● Goal
From the text about Huronia in the 1600s, list the trade items it calls useful among the goods exchanged for furs.

** start Extract **

Huronia 1600s

Champlain’s battle against the Iroquois near Ticonderoga in 1609. Behind the French officer are his Huron and Algonquin allies.

Huron warrior wearing slat armour, from Champlain’s Voyages of 1619.

Ste. Marie Among the Hurons, an overview. This oblique artist’s representation shows the extent of the Jesuit headquarters in Huronia.

Huronia in the 1600s, showing the relationship of some Huron villages to modem communities.

The story of the first Europeans in central Canada is the story of the struggle to control the fur trade. To any European furs were a great bargain. Although some items exchanged for furs were useful, such as knives, axes, kettles and cloth, many were cheap trinkets, or liquor, which did unpardonable harm to native people unaccustomed to it. The European appetite for furs was insatiable, and the quest to find new areas where animals were plentiful led to the exploration of more and more of the interior.

In the process the natives developed such an appetite for trade goods that competing European powers were able to form alliances with individual nations or tribes to keep the Indians divided. United, they might have been able to preserve their territories and way of life much longer. The natives helped the newcomers by showing them how to live as they did; otherwise the interlopers would not have taken control of the country so easily. European penetration of the interior was done with native cooperation. The destruction of Huronia – the land of the Huron Indians – came about as a consequence of these alliances and rivalries.

** end Extract **
** start Stored data **

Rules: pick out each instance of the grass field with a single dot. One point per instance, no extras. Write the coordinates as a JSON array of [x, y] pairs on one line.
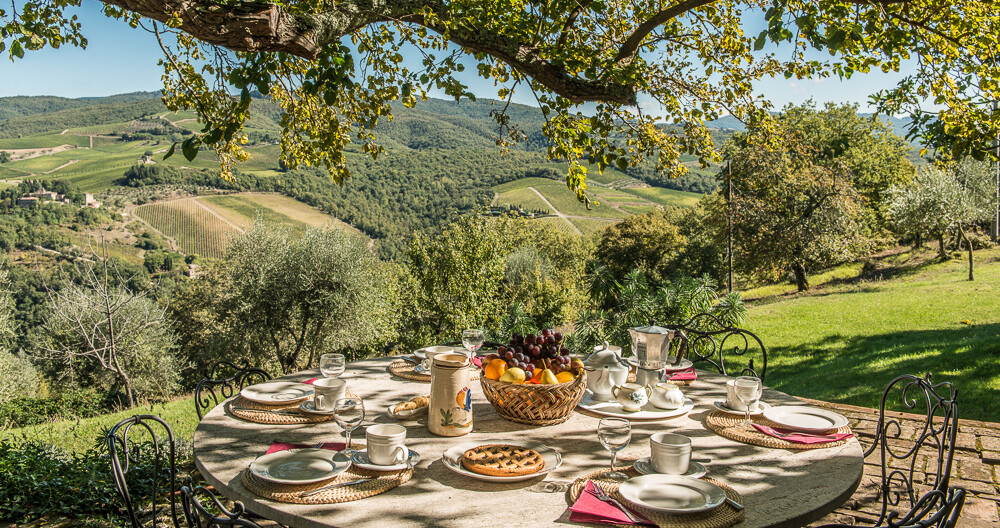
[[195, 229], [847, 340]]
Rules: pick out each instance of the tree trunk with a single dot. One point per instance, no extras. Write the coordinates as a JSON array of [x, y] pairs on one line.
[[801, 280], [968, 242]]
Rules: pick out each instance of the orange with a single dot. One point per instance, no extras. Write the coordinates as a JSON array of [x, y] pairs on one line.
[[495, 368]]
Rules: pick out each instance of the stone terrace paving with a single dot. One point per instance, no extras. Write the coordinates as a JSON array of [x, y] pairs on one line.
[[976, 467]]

** end Stored data **
** start Stored data **

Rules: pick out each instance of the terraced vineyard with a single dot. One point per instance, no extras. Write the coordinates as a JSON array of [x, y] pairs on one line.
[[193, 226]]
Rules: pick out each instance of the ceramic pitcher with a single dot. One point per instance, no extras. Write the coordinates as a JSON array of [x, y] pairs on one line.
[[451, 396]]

** end Stored data **
** start Stored data **

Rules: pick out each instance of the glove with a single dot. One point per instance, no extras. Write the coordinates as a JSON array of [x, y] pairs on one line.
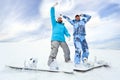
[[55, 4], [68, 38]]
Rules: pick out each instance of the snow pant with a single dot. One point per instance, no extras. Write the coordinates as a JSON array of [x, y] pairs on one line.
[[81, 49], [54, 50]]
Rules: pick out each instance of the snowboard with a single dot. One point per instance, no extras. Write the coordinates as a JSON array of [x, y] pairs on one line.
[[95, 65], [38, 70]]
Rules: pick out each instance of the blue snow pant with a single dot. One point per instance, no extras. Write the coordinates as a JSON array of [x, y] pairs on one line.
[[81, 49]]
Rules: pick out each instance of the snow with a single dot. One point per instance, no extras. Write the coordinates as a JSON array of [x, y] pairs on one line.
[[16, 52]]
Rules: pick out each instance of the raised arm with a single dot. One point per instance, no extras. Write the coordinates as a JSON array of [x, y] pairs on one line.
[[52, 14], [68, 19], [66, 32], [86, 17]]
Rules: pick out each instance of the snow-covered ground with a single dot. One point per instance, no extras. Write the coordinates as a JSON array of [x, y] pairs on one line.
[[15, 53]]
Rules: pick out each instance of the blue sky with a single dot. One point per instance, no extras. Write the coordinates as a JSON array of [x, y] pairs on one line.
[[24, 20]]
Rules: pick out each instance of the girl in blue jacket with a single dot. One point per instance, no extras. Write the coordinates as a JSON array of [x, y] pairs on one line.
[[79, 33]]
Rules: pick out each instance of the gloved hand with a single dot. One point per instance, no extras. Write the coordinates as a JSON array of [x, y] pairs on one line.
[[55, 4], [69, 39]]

** end Stored data **

● Complete output
Knives, axes, kettles and cloth.